Passage to read:
--------------------
As the books officially close on 2021, Columbia Records has another reason to celebrate a historic year. On the Hot 100 charts dated for 2021 (Jan. 2 – Dec. 25), Columbia held the No. 1 spot for 33 total weeks, the most the label has achieved in the Hot 100’s 63-year history. And among those 33 weeks, Columbia had nine different songs reach the top spot, the most for a label in a single year since MRC Data information began powering the chart in 1991.
Also notably, those were by seven different artists, led by BTS’ “Butter,” which spent 10 non-consecutive weeks at No. 1 over the summer. The other songs to take the top spot were Mariah Carey’s holiday classic “All I Want For Christmas Is You” (two weeks), 24KGoldn’s “Mood” (two weeks), Lil Nas X’s “Montero (Call Me By Your Name)” and “Industry Baby” (one week apiece), Polo G’s “Rapstar” (two weeks), BTS’ “Permission To Dance” (one week), The Kid LAROI’s “Stay” (seven weeks) and Adele’s “Easy On Me” (seven weeks). BTS also spent an additional week at No. 1 as part of Coldplay’s hit “My Universe,” though that song was released through Atlantic.
Overall, Columbia’s 33 weeks atop the chart represents the third-highest total of any label in any year, behind only Zomba (42 weeks in 2004) and Republic (36 weeks in 2018). Of those three years, Columbia’s nine different No. 1s and seven different artists are the most: Zomba’s record in 2004 was driven by seven No. 1 hits, four of which were by Usher — OutKast, with two, and Ciara had the others — and all of which were on the LaFace imprint; Republic’s 2018 total was driven by five No. 1s, with Drake alone accounting for three of them (“God’s Plan,” “In My Feelings” and “Nice For What”) across 29 weeks, with Ariana Grande and Post Malone the others to record chart toppers.
It’s an impressive feat for Columbia and chairman/CEO Ron Perry, who took over at the beginning of 2018 and has seen a number of artists reach their first Hot 100 No. 1s on his watch, including Lil Nas X in 2019; Harry Styles, BTS, Jawsh 685 and 24kGoldn in 2020; and Polo G and Kid LAROI in 2021.
“We’re truly humbled by this achievement,” Perry said in a statement to Billboard. “Our artists released groundbreaking music. Our team brought incredible dedication, strategy and ideas and [Sony Music Group chairman/CEO] Rob Stringer gave us his unwavering support. We don’t take any of this for granted.”
--------------------
Requirement A:
Turn the paragraph of the Columbia Records article that begins "Overall, Columbia's 33 weeks atop the chart" into a short bulleted list that keeps its main facts.
Requirement B:
Pick up the Columbia Records article after Perry's statement and keep it going.
The material after this point stands apart from the Columbia Records article.

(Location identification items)
--------------------
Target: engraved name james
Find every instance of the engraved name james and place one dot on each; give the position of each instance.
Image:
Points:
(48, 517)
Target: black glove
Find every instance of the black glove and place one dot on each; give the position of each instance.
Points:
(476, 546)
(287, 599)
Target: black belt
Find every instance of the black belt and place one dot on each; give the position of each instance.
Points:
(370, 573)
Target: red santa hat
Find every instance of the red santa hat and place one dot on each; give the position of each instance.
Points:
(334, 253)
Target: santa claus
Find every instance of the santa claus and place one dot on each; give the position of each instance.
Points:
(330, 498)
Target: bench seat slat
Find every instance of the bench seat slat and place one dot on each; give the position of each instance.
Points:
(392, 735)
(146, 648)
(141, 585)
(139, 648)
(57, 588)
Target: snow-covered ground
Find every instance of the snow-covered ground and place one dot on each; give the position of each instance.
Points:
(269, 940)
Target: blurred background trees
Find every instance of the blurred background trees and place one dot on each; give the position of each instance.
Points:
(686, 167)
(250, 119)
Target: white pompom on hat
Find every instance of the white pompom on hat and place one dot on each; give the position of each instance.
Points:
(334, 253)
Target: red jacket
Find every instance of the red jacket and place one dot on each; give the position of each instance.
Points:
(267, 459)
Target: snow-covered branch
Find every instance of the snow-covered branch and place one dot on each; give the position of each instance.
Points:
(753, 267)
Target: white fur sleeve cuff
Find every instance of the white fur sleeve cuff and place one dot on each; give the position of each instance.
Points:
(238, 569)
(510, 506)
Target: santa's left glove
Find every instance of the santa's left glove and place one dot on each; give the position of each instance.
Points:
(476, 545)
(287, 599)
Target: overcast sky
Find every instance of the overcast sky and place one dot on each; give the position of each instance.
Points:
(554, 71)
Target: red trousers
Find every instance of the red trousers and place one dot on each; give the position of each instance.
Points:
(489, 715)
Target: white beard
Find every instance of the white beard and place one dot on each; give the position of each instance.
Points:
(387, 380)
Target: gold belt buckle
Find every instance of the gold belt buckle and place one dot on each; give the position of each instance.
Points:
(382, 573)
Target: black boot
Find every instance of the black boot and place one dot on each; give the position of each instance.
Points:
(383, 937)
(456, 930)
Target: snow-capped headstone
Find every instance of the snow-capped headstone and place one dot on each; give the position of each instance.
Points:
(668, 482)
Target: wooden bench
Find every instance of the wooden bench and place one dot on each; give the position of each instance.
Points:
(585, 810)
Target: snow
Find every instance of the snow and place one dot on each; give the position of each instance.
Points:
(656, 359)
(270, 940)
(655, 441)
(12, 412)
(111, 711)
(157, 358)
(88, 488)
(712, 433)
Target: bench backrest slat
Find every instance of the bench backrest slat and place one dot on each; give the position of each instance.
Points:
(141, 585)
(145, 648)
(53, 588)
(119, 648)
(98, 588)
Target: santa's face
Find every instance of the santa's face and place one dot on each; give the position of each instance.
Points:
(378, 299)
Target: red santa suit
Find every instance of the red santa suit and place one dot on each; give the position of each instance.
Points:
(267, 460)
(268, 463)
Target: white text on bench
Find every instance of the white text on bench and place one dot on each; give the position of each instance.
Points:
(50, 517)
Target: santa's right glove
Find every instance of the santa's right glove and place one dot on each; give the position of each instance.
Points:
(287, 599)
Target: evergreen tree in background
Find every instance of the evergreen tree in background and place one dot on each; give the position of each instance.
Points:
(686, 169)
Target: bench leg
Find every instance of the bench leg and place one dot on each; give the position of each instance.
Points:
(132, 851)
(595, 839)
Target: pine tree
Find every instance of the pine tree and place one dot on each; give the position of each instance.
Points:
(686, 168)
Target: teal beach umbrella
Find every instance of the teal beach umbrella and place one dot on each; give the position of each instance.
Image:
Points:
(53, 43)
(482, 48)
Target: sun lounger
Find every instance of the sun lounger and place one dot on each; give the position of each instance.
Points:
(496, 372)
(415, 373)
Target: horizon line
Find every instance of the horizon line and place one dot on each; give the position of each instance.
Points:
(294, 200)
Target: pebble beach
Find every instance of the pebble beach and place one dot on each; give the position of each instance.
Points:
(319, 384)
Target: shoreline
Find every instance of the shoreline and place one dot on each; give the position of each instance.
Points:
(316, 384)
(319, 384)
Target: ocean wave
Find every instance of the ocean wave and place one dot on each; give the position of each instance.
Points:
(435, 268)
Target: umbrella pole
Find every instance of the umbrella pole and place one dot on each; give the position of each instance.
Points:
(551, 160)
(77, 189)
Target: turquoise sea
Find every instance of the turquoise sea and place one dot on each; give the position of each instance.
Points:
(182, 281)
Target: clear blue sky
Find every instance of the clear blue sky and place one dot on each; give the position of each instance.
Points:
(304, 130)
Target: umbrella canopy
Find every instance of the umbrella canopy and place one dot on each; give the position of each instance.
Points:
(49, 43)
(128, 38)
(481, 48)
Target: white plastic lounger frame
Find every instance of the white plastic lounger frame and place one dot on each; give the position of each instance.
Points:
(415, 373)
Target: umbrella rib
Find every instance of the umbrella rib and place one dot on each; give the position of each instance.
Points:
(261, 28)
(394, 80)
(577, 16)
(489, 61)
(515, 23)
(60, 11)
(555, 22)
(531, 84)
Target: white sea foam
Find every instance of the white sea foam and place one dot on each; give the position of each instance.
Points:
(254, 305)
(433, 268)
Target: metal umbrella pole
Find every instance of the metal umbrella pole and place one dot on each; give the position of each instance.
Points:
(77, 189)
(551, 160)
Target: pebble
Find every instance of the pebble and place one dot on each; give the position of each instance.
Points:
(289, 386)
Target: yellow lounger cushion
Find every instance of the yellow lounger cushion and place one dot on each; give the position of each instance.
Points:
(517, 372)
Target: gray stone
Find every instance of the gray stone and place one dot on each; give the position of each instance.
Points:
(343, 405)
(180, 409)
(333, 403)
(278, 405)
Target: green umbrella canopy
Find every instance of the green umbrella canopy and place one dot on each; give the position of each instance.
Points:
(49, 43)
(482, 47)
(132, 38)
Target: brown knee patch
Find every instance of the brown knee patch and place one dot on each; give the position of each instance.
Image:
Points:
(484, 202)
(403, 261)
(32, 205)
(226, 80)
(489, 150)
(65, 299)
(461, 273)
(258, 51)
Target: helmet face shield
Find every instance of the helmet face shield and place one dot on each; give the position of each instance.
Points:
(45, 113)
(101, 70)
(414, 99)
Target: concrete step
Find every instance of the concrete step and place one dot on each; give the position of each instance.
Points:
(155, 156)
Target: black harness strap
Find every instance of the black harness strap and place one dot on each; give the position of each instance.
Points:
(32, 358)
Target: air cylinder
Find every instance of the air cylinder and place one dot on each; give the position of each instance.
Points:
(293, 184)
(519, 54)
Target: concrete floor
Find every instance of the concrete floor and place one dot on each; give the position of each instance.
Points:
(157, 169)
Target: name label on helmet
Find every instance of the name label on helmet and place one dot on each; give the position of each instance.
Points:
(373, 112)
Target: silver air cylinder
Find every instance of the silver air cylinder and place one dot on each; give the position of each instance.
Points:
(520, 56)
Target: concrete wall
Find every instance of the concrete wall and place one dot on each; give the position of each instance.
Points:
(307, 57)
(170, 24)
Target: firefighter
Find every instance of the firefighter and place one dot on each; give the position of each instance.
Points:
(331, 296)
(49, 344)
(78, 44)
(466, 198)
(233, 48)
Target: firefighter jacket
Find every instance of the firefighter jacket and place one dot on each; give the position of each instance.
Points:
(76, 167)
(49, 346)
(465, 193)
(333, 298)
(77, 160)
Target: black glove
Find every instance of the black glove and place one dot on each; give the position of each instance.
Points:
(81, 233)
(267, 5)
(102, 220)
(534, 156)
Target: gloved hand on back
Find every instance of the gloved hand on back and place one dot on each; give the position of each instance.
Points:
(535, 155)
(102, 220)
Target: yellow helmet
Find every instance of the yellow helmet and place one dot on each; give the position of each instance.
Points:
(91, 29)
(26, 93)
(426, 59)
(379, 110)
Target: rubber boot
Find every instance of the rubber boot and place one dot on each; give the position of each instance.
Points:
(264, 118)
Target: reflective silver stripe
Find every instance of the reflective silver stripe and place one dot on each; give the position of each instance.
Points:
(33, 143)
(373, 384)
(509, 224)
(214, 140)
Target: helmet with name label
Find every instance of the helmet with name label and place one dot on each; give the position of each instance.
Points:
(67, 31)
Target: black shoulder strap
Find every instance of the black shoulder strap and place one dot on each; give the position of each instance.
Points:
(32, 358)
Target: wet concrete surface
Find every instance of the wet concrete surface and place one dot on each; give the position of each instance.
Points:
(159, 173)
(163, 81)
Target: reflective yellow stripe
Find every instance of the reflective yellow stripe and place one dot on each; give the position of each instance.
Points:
--------------------
Exercise result A:
- Columbia's 33 weeks at No. 1 are the third-highest total for any label in any year, behind Zomba (42 weeks in 2004) and Republic (36 weeks in 2018).
- Of those three years, Columbia's has the most different No. 1s (nine) and the most different artists (seven).
- Zomba's 2004 run came from seven No. 1 hits, all on the LaFace imprint: four by Usher, two by OutKast, and the rest by Ciara.
- Republic's 2018 run came from five No. 1s. Drake had three of them ("God's Plan," "In My Feelings" and "Nice For What") across 29 weeks, and Ariana Grande and Post Malone had the others.

Exercise result B:
Each of the No. 1s took a different path to the top for the label. For instance, this was the second year in a row that the year was essentially bookended by Carey’s “Christmas” smash in both January and December, reflecting the song’s cemented status as a cultural benchmark for the holiday season. And “Mood,” released through Barry Weiss’ RECORDS imprint, was a holdover from 2020, when it climbed to the top in the fall and maintained its momentum into January.
For Lil Nas X, “Montero (Call Me By Your Name)” was the first single off the artist’s official debut album, and heralded the new era following the record-breaking success of his debut “Old Town Road.” Between the quality of the music and the ingenuity of Nas’ marketing ideas — like creating a fake Maury Povich show appearance based on the music video for “That’s What I Want” — the label was able to help him to two successive No. 1s this year, helping parent album Montero surpass 1 million equivalent album units in the United States, according to MRC Data.
With The Kid LAROI’s “Stay” feat. Justin Bieber, the No. 1 was the culmination of a steady building process undertaken over the course of a year, as his debut project F*ck Love was released as a series of deluxe editions from July 2020 to July 2021, with singles like “Go” (which peaked at No. 52 on the Hot 100) and the Miley Cyrus-assisted “Without You” (which peaked at No. 8) paving the way for “Stay” to reach the top. It’s a strategy that has echoes in Polo G’s success with “Rapstar,” a single from his third album, Hall of Fame: each of his trio of albums reached a higher Billboard 200 mark than the one prior, building a fan base to the point where “Rapstar,” which the artist himself chose as the single, pushed all the way to the top.
BTS, of course, has become a cultural phenomenon with a dedicated fan base, and by the time “Butter” was released the K-Pop group had already secured a pair of Hot 100 No. 1s with “Dynamite” and “Life Goes On” in 2020 (as well as another remixing Jawsh 685 and Jason Derulo’s “Savage Love”), with the former in particular opening up the U.S. market as the group’s first English-language hit. “Butter” followed in those footsteps with another hit that delivered on a musical level, becoming a radio hit, too.
And then there was Adele, coming back for the first time in six years with the emotional ballad “Easy On Me,” heralding the return of one of the biggest artists in the industry. Even in a music business that looks radically different from the one that existed for her previous album cycle — notably, she withheld 25 from streaming services upon its initial release back in 2015, a tactic that was not really on the table in 2021 — “Easy On Me” became the most-streamed song in a single day on Spotify as it debuted at No. 1 in October.